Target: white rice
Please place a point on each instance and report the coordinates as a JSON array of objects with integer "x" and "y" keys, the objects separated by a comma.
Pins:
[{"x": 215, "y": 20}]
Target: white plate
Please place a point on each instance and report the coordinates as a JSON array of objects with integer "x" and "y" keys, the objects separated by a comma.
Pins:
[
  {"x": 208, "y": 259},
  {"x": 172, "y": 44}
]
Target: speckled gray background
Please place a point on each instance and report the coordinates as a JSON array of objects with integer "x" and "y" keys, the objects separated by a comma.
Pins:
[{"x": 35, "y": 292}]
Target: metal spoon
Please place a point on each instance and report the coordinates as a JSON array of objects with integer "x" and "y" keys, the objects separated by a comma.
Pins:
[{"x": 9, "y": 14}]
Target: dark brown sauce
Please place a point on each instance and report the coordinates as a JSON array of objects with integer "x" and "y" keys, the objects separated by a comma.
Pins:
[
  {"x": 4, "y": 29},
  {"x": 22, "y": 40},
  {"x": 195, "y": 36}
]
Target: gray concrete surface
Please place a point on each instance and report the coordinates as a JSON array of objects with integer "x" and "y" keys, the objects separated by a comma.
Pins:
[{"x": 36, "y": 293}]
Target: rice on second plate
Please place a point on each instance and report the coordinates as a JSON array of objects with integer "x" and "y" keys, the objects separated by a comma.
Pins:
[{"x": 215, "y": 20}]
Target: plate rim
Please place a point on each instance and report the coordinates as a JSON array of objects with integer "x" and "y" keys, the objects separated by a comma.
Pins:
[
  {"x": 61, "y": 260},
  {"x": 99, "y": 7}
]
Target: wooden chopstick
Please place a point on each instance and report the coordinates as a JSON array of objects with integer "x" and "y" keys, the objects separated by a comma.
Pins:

__________________________________________________

▶ Your task:
Rescale the lines that begin at the one containing "Target: metal spoon" and run through the last line of the records. Reproduce only those lines, requests included, with every x and y coordinate in the answers multiplied by 1.9 and rounded to a whole number, halves rounding up.

▶ Result for this task:
Target: metal spoon
Please place a point on each instance and report the coordinates as a JSON array of objects with integer "x" and "y" keys, the objects separated by a comma.
Pins:
[{"x": 17, "y": 27}]
Target: dark brown sauce
Please place a point on each instance and report the coordinates as a JSON array of objects with integer "x" and "y" keys, the objects separated by a comma.
Pins:
[
  {"x": 8, "y": 55},
  {"x": 42, "y": 76},
  {"x": 371, "y": 68}
]
Target: gray concrete surface
Please place a point on each instance and report the coordinates as a JSON array of objects with integer "x" and "y" keys, the objects separated by a comma.
Pins:
[{"x": 68, "y": 557}]
Target: rice on second plate
Please place a point on each instance and report the coordinates as a JSON array of objects with integer "x" and "y" keys, the objects separated by a comma.
Pins:
[{"x": 409, "y": 38}]
Target: plate rim
Please place a point on each instance and report the coordinates as a JSON array of objects with integer "x" and "y" keys, the objects separated by a comma.
Pins:
[
  {"x": 116, "y": 494},
  {"x": 188, "y": 13}
]
Target: wooden chopstick
Please place a point on each instance and report the coordinates as a JSON array of objects with integer "x" and "y" keys, the objects separated by a comma.
Pins:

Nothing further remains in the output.